(Data excerpts)

----------------

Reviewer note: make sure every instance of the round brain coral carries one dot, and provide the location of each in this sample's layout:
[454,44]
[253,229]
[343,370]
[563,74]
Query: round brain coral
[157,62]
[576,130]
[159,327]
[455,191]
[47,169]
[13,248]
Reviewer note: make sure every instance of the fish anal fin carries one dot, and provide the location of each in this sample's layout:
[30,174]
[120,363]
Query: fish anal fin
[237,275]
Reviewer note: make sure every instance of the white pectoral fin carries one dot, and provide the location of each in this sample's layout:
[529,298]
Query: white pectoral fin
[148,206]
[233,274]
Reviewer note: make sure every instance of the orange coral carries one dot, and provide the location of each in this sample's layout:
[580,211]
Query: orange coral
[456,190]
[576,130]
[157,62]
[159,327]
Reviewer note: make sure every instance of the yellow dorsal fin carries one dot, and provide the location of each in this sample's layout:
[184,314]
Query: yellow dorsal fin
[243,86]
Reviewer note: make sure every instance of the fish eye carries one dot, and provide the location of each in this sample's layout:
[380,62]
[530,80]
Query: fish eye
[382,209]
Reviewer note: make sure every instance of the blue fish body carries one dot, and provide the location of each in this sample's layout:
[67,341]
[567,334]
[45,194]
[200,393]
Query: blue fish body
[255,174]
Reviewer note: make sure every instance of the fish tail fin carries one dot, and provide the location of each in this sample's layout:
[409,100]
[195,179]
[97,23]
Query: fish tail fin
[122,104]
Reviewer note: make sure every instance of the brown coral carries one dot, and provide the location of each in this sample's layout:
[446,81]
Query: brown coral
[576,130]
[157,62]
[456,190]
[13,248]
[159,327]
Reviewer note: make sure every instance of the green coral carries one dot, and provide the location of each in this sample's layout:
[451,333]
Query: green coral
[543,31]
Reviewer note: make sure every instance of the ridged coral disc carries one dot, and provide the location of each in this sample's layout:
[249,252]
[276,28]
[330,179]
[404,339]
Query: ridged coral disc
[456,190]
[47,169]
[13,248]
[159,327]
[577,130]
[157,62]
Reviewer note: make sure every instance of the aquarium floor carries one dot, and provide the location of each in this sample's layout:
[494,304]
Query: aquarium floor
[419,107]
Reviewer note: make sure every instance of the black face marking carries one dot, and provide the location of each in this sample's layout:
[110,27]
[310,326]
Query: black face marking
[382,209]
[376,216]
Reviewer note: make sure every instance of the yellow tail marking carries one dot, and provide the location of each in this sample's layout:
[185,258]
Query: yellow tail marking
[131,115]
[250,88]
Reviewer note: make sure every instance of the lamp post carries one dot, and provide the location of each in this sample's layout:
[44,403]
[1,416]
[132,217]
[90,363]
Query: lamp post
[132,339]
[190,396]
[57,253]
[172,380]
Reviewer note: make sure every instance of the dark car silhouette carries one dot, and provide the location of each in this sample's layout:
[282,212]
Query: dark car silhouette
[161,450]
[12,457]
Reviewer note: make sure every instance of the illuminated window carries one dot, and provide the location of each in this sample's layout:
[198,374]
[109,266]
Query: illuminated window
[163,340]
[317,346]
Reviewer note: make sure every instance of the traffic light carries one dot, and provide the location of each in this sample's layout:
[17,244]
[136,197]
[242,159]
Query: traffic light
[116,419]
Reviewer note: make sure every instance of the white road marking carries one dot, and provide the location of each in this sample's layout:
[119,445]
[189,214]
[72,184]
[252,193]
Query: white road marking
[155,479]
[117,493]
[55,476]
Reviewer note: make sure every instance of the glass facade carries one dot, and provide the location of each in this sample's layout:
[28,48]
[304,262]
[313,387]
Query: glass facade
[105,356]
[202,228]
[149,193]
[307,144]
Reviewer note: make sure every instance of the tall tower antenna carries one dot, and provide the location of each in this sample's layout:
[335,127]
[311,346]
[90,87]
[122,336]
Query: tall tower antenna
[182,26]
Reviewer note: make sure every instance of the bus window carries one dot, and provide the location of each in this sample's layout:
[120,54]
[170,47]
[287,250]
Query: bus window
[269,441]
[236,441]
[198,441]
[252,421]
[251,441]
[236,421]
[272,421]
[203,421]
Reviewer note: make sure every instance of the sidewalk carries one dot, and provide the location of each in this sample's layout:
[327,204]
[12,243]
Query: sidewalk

----------------

The problem:
Print the data above exactly.

Answer to this problem:
Reviewer note: make sure every instance of the round brain coral carries one dot, and provide the location of each in this sample's layout:
[454,44]
[253,229]
[343,370]
[563,74]
Query: round brain coral
[157,62]
[576,130]
[159,327]
[455,191]
[47,169]
[13,248]
Reviewer note: make sure every instance of the fish anal fin carries one dot, and provide the location of each in this sample's layout:
[30,174]
[120,363]
Query: fish anal fin
[237,275]
Reviewer note: make sure every instance of the white pectoral fin carries one dot, and provide the location of each in this sample's layout:
[529,298]
Query: white pectoral fin
[148,206]
[233,274]
Reviewer note: make sure every instance of the orange coral carries one dot, and provide the location of each in this sample's layout:
[580,211]
Query: orange coral
[456,190]
[576,130]
[157,62]
[159,327]
Reviewer note: make sure every instance of the yellow dorsal fin carries one dot, and provide the location of each in this sample's layout:
[184,314]
Query: yellow dorsal fin
[243,86]
Reviewer note: make sure every instance of the fish eye carries one dot, and provide the location of each in this sample's layout:
[380,62]
[530,80]
Query: fish eye
[382,209]
Reviewer note: make sure every instance of the blue fish body carries one dot, and provide the location of each in this sample's layout:
[67,341]
[567,334]
[45,194]
[200,393]
Query: blue fish body
[255,174]
Reviewer note: make sure every instance of the fish tail fin carries one dot, and provide the location of each in this sample's layout:
[409,100]
[195,179]
[97,23]
Query: fish tail fin
[122,104]
Reviewer note: make sure every instance of the brown coral carries one dot, and provide the location of each in this sample's layout:
[446,81]
Query: brown coral
[576,130]
[157,62]
[456,190]
[13,248]
[159,327]
Reviewer note: make sure every instance of the green coral carries one dot, and provide the location of each in this sample's layout:
[451,333]
Query: green coral
[543,31]
Reviewer note: make sure every instance of the ridged coral disc carries one dot, and provide the location of each in this sample's layout:
[249,252]
[276,28]
[330,179]
[404,339]
Query: ridged coral disc
[456,190]
[47,169]
[13,248]
[159,327]
[577,130]
[157,62]
Reviewer note: make sure every instance of the aquarium floor carries one dot, and provide the location of each in this sample's layout:
[494,304]
Query: aquarium floor
[419,107]
Reviewer note: make sure every instance of the black face marking carries one dot, and provide the location of each in this sample's layout:
[110,27]
[310,326]
Query: black face marking
[382,209]
[376,216]
Reviewer note: make sure every instance of the yellow tail marking carries one dot, and provide the location of each in this sample's layout:
[185,258]
Query: yellow tail marking
[131,115]
[250,88]
Reviewer note: make sure every instance of the lamp post carries one dot, and provide the location of each in this sample's layout:
[44,403]
[1,416]
[132,217]
[90,363]
Query: lamp post
[132,339]
[190,396]
[57,253]
[172,380]
Reviewer note: make sure every instance of the dark car silhouette carries one dot, and provide the location of each in this sample's layout:
[282,212]
Query: dark car silhouette
[161,450]
[12,457]
Reviewer note: make sure every instance of the illuminated window carries one dot, and provide the location of each in this sample's layout:
[198,374]
[109,266]
Query: illuminated window
[163,340]
[317,346]
Reviewer note: make sure every instance of the traffic light carries one dot, and provide the location of each in this sample's layout:
[17,244]
[136,197]
[242,159]
Query: traffic light
[116,419]
Reviewer note: make sure every instance of the white road marking carries one dot, and provide the location of each in this sample's layout:
[119,445]
[189,214]
[72,184]
[252,193]
Query: white road marking
[155,479]
[117,493]
[55,476]
Reviewer note: make sure every instance of the glass facade carries one dot, and provide the location of each in this sample's layout:
[28,48]
[304,262]
[313,387]
Query: glass facade
[105,356]
[202,228]
[149,193]
[307,144]
Reviewer note: make sure every instance of the tall tower antenna carries one dot, and provide the location of each in this sample's layout:
[335,127]
[311,346]
[90,87]
[122,336]
Query: tall tower antenna
[182,26]
Reviewer note: make sure every instance of the bus window carries one dot, and provide the location of each in this sample's layout:
[120,54]
[170,47]
[287,250]
Query: bus window
[269,441]
[236,441]
[198,441]
[252,421]
[251,441]
[236,421]
[272,421]
[203,421]
Reviewer note: make sure every instance of the sidewalk carries one dot, and provide the location of each in this sample's layout:
[327,204]
[12,243]
Query: sidewalk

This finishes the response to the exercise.